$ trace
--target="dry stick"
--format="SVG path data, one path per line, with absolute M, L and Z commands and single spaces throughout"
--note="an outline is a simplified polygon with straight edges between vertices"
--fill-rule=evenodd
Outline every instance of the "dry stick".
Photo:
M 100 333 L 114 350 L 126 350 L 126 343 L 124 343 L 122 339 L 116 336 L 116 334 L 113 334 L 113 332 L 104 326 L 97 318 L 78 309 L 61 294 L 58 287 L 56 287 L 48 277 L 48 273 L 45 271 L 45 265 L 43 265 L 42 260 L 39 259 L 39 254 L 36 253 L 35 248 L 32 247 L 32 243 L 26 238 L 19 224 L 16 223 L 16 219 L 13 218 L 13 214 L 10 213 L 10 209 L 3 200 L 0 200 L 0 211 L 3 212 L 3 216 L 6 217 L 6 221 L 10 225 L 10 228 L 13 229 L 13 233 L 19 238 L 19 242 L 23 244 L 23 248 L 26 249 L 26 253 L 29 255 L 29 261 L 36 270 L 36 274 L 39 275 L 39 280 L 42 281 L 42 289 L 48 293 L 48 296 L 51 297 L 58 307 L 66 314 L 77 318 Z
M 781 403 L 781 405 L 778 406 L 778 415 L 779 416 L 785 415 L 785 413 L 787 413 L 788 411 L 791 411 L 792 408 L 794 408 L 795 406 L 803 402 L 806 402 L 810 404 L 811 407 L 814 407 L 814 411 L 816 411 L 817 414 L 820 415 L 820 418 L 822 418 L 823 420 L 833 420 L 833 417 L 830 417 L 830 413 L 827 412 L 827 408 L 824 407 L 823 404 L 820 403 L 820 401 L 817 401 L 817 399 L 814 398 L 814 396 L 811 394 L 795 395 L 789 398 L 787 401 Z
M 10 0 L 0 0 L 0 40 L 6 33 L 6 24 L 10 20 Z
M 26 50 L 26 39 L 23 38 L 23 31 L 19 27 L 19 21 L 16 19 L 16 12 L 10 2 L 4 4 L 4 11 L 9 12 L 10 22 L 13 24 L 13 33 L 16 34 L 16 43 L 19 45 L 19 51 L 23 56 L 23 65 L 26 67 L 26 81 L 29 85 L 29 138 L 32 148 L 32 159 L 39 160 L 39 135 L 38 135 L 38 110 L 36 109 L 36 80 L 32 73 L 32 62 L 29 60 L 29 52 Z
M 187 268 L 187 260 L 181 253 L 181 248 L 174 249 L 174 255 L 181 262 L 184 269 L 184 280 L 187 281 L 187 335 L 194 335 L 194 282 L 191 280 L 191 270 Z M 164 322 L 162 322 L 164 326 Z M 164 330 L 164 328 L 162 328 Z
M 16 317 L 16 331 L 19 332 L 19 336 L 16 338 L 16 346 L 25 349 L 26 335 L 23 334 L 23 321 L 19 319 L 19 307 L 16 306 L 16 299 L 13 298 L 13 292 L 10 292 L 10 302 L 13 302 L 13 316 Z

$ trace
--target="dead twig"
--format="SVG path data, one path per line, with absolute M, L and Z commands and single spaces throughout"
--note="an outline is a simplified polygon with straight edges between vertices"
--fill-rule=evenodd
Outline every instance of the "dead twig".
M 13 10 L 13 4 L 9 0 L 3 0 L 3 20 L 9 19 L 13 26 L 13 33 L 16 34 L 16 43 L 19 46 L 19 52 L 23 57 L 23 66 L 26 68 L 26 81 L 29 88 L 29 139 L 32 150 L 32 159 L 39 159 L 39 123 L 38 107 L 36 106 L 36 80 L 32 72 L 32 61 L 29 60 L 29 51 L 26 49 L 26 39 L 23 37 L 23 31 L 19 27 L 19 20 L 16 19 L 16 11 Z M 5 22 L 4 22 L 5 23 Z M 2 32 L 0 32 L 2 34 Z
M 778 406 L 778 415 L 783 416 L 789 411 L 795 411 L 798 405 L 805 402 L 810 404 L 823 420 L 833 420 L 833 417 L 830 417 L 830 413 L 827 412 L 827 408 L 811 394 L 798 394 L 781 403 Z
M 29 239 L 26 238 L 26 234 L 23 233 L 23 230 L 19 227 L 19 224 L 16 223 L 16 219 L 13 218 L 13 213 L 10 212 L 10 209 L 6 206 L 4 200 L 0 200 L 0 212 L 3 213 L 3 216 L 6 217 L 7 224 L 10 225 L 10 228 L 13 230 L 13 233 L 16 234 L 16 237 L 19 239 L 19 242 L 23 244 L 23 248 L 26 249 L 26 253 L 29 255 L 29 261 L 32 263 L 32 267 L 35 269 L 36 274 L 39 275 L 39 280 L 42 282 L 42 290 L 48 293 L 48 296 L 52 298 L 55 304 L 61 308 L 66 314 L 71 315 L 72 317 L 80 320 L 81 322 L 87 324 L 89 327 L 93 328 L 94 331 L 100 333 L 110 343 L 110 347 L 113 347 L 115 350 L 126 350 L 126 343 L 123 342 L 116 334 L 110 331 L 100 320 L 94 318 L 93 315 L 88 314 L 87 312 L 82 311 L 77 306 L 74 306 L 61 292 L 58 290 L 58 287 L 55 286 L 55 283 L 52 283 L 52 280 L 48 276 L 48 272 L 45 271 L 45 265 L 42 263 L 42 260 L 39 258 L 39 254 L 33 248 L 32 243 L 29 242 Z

_ _ _ _ _ _ _

> **Exercise**:
Can you reproduce the listing word for word, from its first line through the line containing "M 16 317 L 16", with both of those lines included?

> **Reply to the task**:
$ trace
--target="dry stick"
--format="SVG path data, one path per line, with absolute M, L and Z commands and single spaces throughout"
--note="an outline is a simplified polygon with straight edges between vertices"
--fill-rule=evenodd
Outline every instance of the "dry stick".
Photo:
M 100 333 L 114 350 L 126 350 L 126 343 L 124 343 L 122 339 L 116 336 L 116 334 L 113 334 L 113 332 L 104 326 L 97 318 L 78 309 L 61 294 L 58 287 L 56 287 L 48 277 L 48 273 L 45 271 L 45 265 L 43 265 L 42 260 L 39 259 L 39 254 L 36 253 L 35 248 L 32 247 L 32 243 L 26 238 L 19 224 L 16 223 L 16 219 L 13 218 L 13 214 L 10 213 L 10 209 L 3 200 L 0 200 L 0 211 L 3 212 L 3 216 L 6 217 L 6 221 L 10 225 L 10 228 L 13 229 L 13 233 L 19 238 L 19 242 L 23 244 L 23 248 L 26 249 L 26 253 L 29 255 L 29 261 L 36 270 L 36 274 L 39 275 L 39 280 L 42 281 L 42 289 L 48 293 L 48 296 L 51 297 L 58 307 L 66 314 L 77 318 Z
M 781 403 L 781 405 L 778 406 L 778 415 L 779 416 L 785 415 L 785 413 L 787 413 L 788 411 L 791 411 L 792 408 L 794 408 L 795 406 L 803 402 L 806 402 L 810 404 L 811 407 L 814 407 L 814 411 L 816 411 L 817 414 L 820 415 L 820 418 L 822 418 L 823 420 L 833 420 L 833 417 L 830 417 L 830 413 L 827 412 L 827 408 L 824 407 L 823 404 L 820 403 L 820 401 L 817 401 L 817 399 L 814 398 L 814 396 L 811 394 L 795 395 L 789 398 L 787 401 Z
M 10 0 L 0 0 L 0 40 L 6 33 L 6 24 L 10 20 Z
M 26 50 L 26 39 L 23 38 L 23 31 L 19 27 L 19 21 L 16 19 L 16 12 L 10 2 L 4 4 L 4 11 L 9 12 L 10 22 L 13 24 L 13 33 L 16 34 L 16 43 L 19 45 L 19 51 L 23 56 L 23 65 L 26 67 L 26 81 L 29 85 L 29 138 L 32 148 L 32 159 L 39 160 L 39 135 L 38 135 L 38 110 L 36 109 L 36 80 L 32 73 L 32 62 L 29 60 L 29 52 Z
M 187 268 L 187 260 L 181 253 L 181 248 L 174 249 L 174 255 L 181 262 L 184 269 L 184 280 L 187 281 L 187 335 L 194 335 L 194 282 L 191 280 L 191 270 Z M 164 322 L 162 322 L 164 326 Z M 164 330 L 164 328 L 162 328 Z
M 16 317 L 16 331 L 19 332 L 19 336 L 16 338 L 16 346 L 25 349 L 26 335 L 23 334 L 23 321 L 19 319 L 19 307 L 16 306 L 16 299 L 13 298 L 13 292 L 10 292 L 10 302 L 13 302 L 13 316 Z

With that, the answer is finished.